**Written exercise:** Show each line of the data below that contains the string "door", copied in full. Matching is case-sensitive.

**Supplied data:**
※
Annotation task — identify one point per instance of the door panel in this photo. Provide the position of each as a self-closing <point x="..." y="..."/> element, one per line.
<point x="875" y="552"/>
※
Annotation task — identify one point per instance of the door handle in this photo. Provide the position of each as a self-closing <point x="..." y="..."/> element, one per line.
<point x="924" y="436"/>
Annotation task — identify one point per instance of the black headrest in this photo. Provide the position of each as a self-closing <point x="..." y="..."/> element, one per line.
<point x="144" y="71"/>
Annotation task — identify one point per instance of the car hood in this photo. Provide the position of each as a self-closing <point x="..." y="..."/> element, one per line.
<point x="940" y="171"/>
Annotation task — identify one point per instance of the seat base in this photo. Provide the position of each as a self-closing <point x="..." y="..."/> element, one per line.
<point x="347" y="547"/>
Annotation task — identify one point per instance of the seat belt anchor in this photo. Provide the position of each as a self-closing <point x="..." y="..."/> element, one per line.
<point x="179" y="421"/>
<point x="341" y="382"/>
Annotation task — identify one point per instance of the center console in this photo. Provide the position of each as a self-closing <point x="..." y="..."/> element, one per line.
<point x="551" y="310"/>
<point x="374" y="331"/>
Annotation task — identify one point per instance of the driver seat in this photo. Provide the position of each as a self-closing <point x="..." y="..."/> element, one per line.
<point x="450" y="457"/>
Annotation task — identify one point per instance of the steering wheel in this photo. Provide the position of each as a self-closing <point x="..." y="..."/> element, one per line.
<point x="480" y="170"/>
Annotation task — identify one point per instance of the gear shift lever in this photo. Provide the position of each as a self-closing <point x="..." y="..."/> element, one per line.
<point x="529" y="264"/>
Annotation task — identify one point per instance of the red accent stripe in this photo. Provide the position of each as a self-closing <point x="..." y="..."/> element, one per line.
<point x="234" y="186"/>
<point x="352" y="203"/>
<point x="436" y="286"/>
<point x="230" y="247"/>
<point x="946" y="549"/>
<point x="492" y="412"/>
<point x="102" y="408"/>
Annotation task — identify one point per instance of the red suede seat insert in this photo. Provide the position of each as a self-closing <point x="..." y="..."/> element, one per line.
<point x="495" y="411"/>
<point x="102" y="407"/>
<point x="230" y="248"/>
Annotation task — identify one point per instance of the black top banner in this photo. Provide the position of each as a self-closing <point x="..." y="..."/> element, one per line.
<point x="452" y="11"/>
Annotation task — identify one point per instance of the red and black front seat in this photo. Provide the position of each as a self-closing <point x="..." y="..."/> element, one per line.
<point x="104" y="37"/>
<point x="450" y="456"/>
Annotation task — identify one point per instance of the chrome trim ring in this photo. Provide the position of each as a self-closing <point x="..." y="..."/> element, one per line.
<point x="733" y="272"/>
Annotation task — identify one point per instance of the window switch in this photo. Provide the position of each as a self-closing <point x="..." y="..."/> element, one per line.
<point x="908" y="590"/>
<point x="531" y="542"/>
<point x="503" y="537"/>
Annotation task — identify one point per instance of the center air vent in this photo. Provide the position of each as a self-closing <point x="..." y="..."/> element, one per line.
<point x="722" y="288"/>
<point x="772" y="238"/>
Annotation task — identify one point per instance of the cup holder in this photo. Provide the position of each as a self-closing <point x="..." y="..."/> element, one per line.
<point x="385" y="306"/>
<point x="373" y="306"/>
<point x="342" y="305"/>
※
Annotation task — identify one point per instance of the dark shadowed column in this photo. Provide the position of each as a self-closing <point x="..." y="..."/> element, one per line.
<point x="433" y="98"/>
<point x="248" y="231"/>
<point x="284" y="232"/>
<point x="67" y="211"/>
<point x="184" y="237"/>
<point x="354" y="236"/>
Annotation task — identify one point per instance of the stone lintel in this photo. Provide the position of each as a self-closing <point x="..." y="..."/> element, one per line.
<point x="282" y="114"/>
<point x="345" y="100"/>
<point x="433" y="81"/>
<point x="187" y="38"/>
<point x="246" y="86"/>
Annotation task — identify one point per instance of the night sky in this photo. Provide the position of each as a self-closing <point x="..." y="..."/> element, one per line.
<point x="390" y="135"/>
※
**Correct response:**
Annotation task — identify one point per instance of the door panel in this photo. Provide the position of each as a self-closing <point x="..." y="..."/> element, one per line.
Annotation task — identify one point per instance of the door handle in this photo. Provide the position of each as a self-closing <point x="..." y="..."/> element, one per line.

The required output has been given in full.